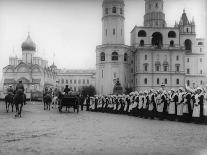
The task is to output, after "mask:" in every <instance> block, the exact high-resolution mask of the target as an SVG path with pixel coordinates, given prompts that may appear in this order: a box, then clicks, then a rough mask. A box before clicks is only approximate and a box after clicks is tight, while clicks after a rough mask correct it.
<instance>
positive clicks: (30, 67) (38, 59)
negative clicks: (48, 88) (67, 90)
mask: <svg viewBox="0 0 207 155" xmlns="http://www.w3.org/2000/svg"><path fill="white" fill-rule="evenodd" d="M35 53H36V46H35V44H34V42H33V41H32V40H31V38H30V36H29V35H28V37H27V39H26V41H25V42H23V44H22V59H19V58H17V57H10V58H9V65H8V66H6V67H4V68H3V91H4V93H6V90H7V88H8V86H9V85H12V86H13V88H14V87H15V85H16V84H17V83H18V81H20V80H21V81H22V83H23V84H24V87H25V89H26V90H25V93H26V95H27V97H30V95H31V91H32V92H36V91H39V92H40V91H41V92H42V91H43V88H44V87H46V86H50V87H52V86H54V85H55V81H56V72H55V69H56V66H54V65H53V66H50V67H49V66H48V62H47V60H43V59H42V58H40V57H35Z"/></svg>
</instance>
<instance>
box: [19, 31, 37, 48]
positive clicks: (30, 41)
mask: <svg viewBox="0 0 207 155" xmlns="http://www.w3.org/2000/svg"><path fill="white" fill-rule="evenodd" d="M22 51H36V45H35V43H34V42H33V41H32V39H31V37H30V35H29V34H28V36H27V39H26V40H25V41H24V42H23V43H22Z"/></svg>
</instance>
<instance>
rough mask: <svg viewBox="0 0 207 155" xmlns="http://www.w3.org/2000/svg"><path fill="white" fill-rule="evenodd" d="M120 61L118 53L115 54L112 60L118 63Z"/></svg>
mask: <svg viewBox="0 0 207 155" xmlns="http://www.w3.org/2000/svg"><path fill="white" fill-rule="evenodd" d="M118 59H119V55H118V53H117V52H113V53H112V56H111V60H112V61H118Z"/></svg>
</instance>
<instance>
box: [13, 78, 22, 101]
mask: <svg viewBox="0 0 207 155" xmlns="http://www.w3.org/2000/svg"><path fill="white" fill-rule="evenodd" d="M21 95H24V85H23V84H22V81H19V83H18V84H17V85H16V94H15V96H14V102H16V100H17V97H18V96H21Z"/></svg>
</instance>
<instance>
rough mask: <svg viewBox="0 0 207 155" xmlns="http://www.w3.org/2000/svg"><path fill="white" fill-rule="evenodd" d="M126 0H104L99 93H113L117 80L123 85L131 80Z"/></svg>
mask: <svg viewBox="0 0 207 155" xmlns="http://www.w3.org/2000/svg"><path fill="white" fill-rule="evenodd" d="M124 6H125V4H124V1H123V0H104V1H103V5H102V9H103V17H102V23H103V24H102V45H100V46H97V47H96V90H97V93H98V94H112V93H113V86H114V84H115V81H116V80H117V79H119V81H120V82H121V84H122V86H123V87H128V86H130V85H132V84H131V82H132V81H130V76H129V74H130V73H129V68H130V66H131V61H130V59H131V52H130V49H129V47H128V46H126V45H125V40H124V39H125V37H124V33H125V31H124V20H125V17H124Z"/></svg>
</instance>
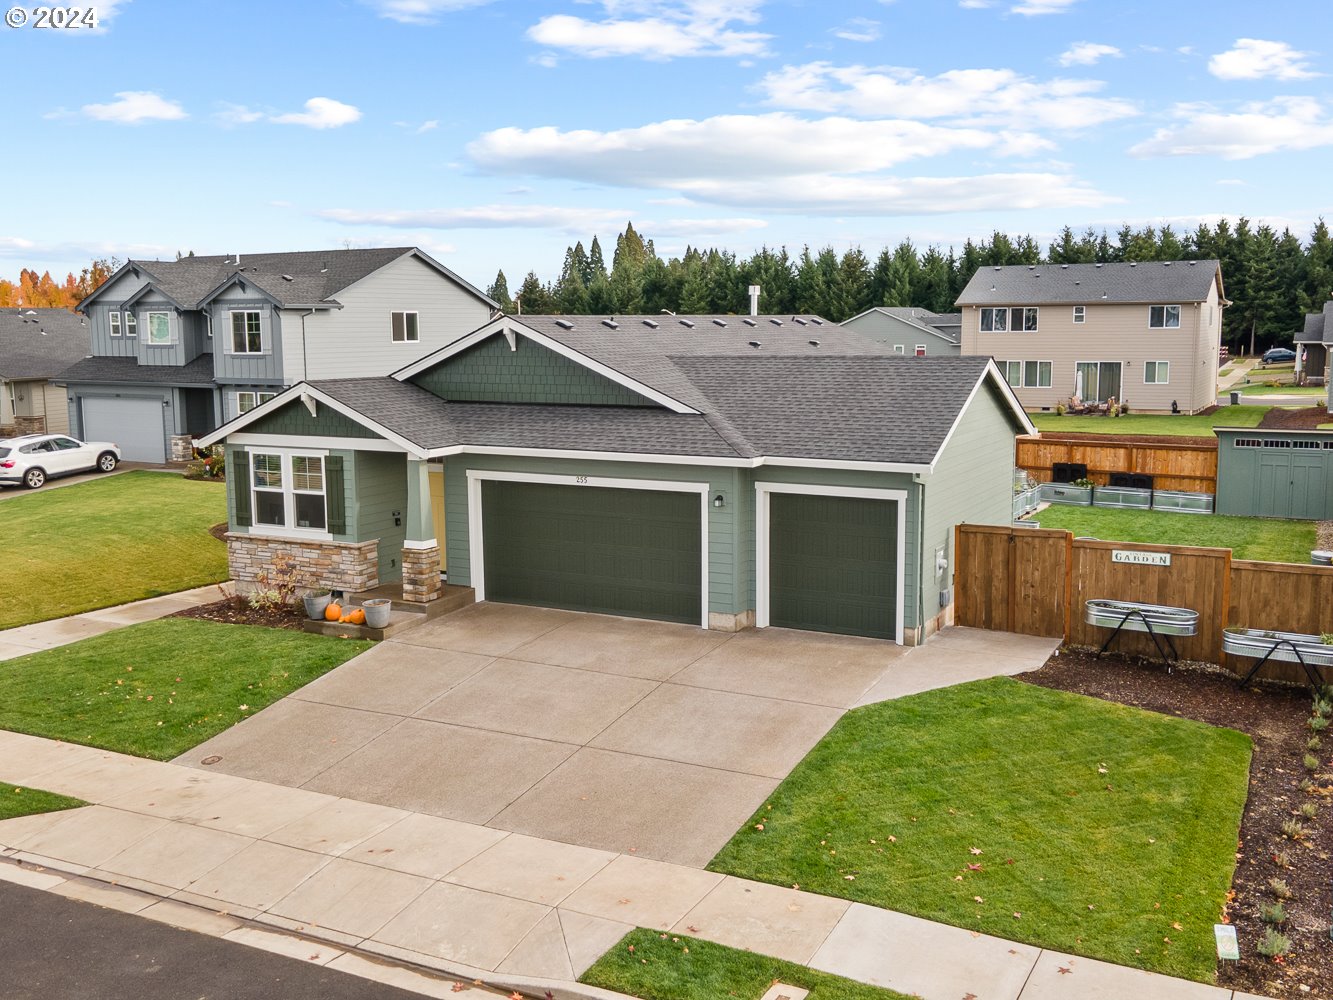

**DIRECTIONS FOR THIS TASK:** Extract every line of the material that contains the string "positive", and copy each one unchanged.

**WRITTEN ANSWER:**
positive clicks: (30, 67) (38, 59)
positive clicks: (30, 41)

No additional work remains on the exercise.